### What is being asked
Can you turn all of the data below into a numbered list, leaving out blank lines and the pictures?

Point labeling data:
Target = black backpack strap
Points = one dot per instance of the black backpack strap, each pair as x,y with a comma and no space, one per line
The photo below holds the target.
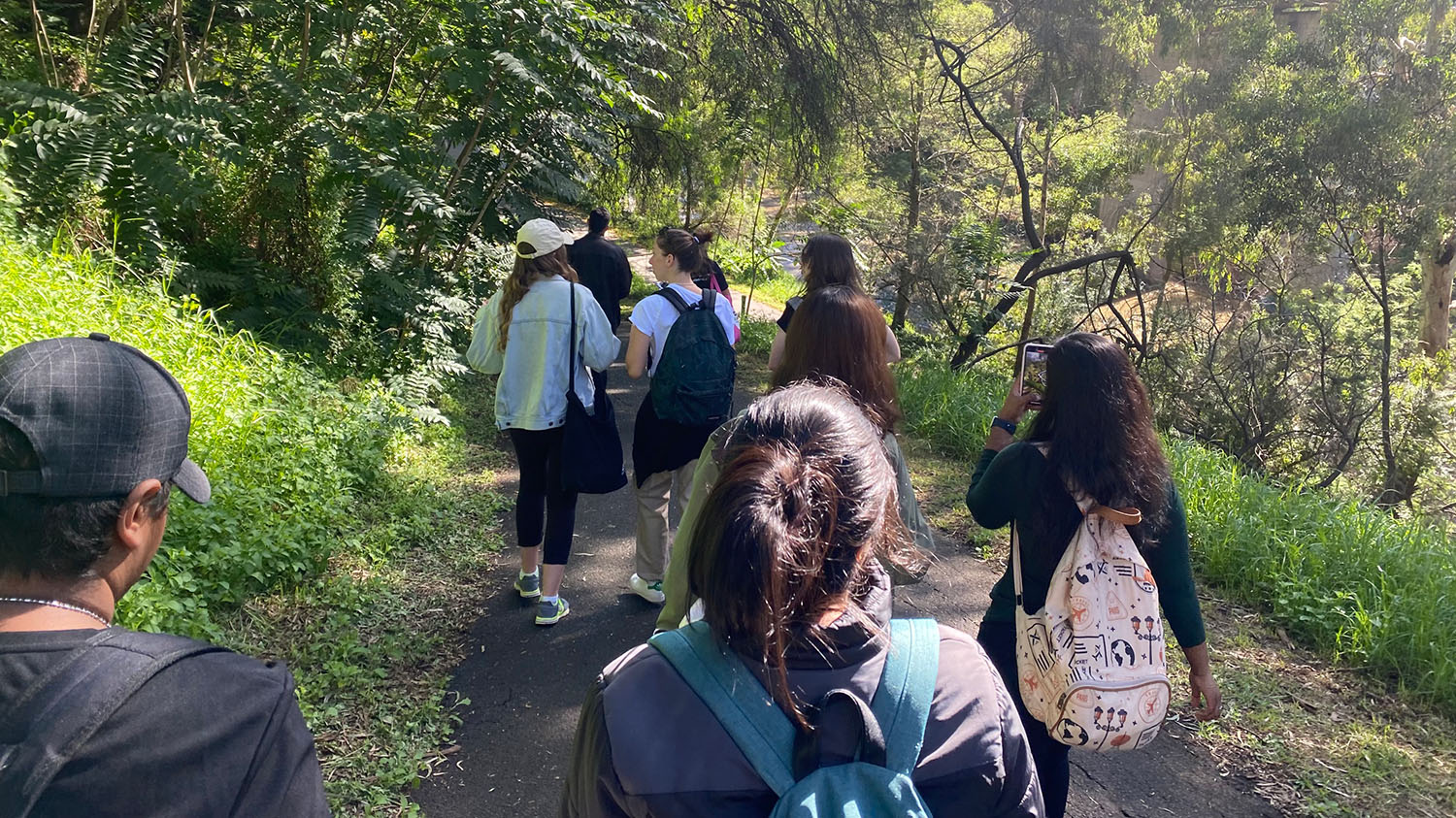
675,299
54,718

### Answer for this exercise
1. Target = black backpack strap
2. Points = one dot per instance of the black backpack strap, each pair as x,y with a comma and no space, one per line
3. The photo below holds the target.
4. 675,299
5. 54,718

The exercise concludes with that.